=== AIM ===
List the records from the line that contains "Ground bare tree" through the line that contains "Ground row of", both lines included, as a numbered list with blank lines left out.

=== RECORDS FOR THE TASK ===

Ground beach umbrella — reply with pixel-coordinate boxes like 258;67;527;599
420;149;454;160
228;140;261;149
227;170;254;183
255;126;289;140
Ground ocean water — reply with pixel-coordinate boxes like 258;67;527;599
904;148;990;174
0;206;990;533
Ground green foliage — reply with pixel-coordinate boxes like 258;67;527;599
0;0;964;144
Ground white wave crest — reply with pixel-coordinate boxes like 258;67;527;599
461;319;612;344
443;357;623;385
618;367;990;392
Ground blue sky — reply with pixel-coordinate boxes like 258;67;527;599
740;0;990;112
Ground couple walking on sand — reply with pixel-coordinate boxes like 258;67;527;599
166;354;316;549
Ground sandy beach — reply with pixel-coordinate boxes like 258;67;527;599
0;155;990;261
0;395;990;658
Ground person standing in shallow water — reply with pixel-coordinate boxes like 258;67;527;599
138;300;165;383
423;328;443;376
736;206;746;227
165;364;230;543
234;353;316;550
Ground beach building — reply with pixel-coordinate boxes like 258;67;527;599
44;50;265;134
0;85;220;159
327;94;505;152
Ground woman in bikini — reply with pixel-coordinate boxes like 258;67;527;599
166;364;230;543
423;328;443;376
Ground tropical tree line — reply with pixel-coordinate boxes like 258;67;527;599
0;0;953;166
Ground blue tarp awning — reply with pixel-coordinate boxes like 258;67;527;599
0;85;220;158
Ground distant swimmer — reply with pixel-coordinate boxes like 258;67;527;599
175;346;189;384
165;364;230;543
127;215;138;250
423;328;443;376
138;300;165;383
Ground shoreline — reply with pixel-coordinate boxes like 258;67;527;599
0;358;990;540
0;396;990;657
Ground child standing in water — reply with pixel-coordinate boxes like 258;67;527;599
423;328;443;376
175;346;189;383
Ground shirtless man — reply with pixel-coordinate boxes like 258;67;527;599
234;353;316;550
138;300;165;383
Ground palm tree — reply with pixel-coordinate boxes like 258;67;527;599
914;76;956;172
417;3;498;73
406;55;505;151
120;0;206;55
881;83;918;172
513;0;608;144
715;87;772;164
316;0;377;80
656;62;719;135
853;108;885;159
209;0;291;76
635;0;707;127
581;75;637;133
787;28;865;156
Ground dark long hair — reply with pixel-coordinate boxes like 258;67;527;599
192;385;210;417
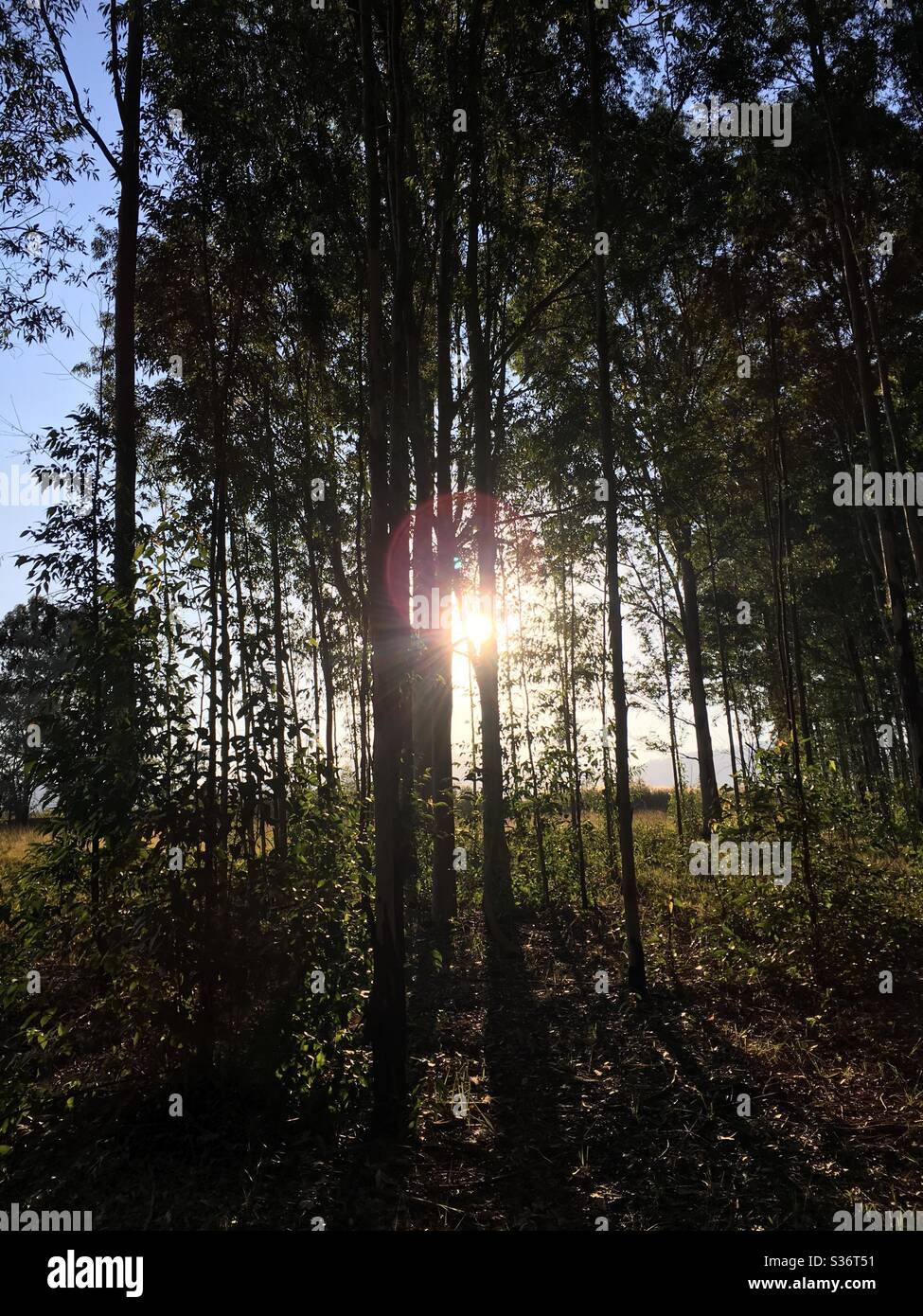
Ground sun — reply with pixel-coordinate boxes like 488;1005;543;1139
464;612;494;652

==

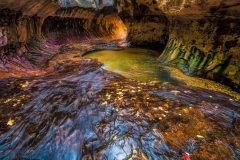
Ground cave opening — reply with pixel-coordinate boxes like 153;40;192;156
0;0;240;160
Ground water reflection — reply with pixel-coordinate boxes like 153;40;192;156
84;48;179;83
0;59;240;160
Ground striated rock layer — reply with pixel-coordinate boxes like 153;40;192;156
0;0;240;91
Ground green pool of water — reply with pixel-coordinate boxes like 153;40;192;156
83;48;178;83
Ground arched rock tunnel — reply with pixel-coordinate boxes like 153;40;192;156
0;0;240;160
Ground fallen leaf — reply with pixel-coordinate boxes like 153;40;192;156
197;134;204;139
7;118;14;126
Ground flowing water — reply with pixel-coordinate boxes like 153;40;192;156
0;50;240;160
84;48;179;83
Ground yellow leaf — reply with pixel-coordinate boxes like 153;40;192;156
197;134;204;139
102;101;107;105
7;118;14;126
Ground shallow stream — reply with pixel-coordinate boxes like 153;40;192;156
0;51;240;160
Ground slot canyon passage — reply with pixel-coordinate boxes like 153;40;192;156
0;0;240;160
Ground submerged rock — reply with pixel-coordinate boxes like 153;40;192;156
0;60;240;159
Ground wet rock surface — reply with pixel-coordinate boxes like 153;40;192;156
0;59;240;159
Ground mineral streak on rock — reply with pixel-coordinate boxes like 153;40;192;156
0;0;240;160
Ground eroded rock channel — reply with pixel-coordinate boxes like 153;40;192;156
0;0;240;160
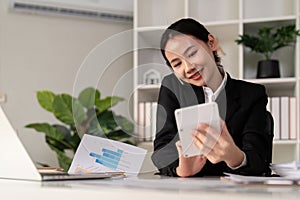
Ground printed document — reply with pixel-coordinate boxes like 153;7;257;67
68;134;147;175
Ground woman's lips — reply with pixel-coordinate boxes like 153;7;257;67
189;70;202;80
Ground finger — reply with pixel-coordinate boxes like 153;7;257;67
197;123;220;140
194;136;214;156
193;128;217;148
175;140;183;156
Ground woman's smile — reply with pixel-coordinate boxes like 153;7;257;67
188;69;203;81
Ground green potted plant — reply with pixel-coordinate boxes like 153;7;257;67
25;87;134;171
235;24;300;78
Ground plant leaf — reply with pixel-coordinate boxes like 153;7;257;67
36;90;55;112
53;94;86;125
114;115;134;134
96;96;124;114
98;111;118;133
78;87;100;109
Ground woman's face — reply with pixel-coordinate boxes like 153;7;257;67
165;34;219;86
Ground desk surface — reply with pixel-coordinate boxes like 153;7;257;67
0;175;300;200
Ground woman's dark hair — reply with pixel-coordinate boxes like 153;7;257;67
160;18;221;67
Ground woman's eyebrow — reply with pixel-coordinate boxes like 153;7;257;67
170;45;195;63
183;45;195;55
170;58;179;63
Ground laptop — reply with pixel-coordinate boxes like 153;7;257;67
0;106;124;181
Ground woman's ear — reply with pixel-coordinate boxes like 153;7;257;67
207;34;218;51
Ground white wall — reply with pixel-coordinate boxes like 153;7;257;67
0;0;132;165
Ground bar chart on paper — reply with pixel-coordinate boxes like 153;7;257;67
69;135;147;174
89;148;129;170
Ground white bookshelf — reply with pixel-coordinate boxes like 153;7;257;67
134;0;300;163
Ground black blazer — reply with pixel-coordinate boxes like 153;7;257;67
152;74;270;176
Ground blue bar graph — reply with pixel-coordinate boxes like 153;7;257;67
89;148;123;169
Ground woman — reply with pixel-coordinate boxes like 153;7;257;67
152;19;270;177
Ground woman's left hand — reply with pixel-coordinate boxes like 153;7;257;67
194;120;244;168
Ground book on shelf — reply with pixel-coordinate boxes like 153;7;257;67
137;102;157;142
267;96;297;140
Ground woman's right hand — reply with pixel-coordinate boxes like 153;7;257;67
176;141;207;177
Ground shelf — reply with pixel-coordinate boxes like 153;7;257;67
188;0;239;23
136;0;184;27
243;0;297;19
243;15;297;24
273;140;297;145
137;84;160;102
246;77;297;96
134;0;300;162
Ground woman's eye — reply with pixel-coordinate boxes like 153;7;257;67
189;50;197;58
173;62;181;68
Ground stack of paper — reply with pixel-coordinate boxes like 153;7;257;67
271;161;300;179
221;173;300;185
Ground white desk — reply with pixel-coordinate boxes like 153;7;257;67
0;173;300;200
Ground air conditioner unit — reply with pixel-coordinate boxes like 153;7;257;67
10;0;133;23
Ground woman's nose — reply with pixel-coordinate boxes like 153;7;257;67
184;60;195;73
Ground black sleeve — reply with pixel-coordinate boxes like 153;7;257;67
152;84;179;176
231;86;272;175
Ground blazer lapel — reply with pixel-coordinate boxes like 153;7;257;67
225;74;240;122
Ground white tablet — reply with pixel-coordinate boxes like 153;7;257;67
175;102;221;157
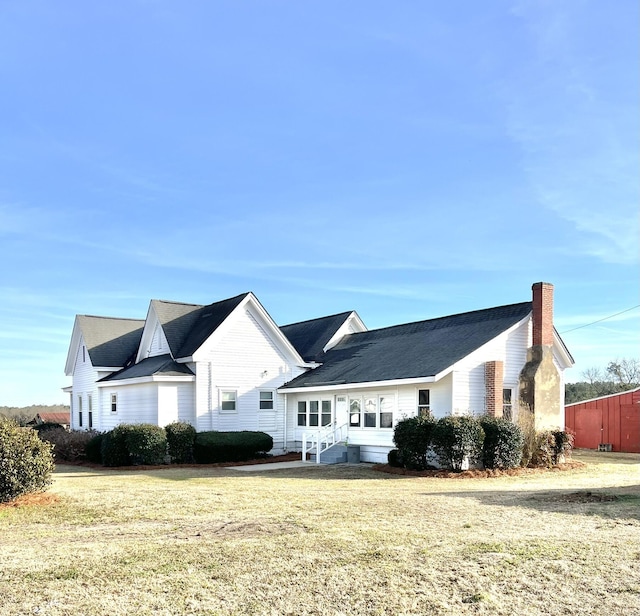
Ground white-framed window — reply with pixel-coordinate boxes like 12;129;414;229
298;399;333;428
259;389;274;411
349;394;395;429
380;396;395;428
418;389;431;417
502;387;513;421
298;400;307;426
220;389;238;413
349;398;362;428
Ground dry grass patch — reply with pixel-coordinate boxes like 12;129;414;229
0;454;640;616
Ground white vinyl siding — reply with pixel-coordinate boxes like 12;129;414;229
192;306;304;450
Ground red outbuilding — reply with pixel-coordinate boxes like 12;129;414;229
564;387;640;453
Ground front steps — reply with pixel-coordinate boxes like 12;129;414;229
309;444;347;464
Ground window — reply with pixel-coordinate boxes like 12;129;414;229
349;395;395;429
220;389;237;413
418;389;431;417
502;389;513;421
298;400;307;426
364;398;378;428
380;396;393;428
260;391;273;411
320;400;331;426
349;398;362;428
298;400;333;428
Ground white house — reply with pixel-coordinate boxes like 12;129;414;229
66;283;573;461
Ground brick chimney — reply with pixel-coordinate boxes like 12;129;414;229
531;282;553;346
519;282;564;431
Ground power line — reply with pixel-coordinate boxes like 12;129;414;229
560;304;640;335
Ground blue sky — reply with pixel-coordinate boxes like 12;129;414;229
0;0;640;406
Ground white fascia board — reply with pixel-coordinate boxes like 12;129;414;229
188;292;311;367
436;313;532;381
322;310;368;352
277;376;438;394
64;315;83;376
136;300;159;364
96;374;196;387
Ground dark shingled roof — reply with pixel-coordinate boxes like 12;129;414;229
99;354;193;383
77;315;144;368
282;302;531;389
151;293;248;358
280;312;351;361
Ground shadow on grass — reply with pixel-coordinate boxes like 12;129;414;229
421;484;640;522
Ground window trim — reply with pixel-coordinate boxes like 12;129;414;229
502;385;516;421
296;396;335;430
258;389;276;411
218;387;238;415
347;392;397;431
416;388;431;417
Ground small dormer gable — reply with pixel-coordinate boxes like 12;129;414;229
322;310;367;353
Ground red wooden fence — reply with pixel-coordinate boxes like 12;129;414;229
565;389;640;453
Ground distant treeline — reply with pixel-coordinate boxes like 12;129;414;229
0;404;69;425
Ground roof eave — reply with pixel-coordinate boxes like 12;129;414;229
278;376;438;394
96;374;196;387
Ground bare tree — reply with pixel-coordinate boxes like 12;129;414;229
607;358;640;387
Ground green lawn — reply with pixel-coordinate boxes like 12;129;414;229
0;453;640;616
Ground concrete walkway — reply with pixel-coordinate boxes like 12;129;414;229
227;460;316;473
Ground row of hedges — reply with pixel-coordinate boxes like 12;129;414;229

=== EXERCISE RESPONSE ===
1. Ground bare tree — reply with pixel-coordinate boxes like 12;129;414;229
2. 607;358;640;387
3. Ground green lawn — reply with pixel-coordinate boxes like 12;129;414;229
4. 0;453;640;616
5. Ground concrete walkway — reply with pixel-coordinate boxes like 12;129;414;229
6. 227;460;316;473
7. Ground row of hedges — reply with pixel-coordinate boxes like 12;129;414;229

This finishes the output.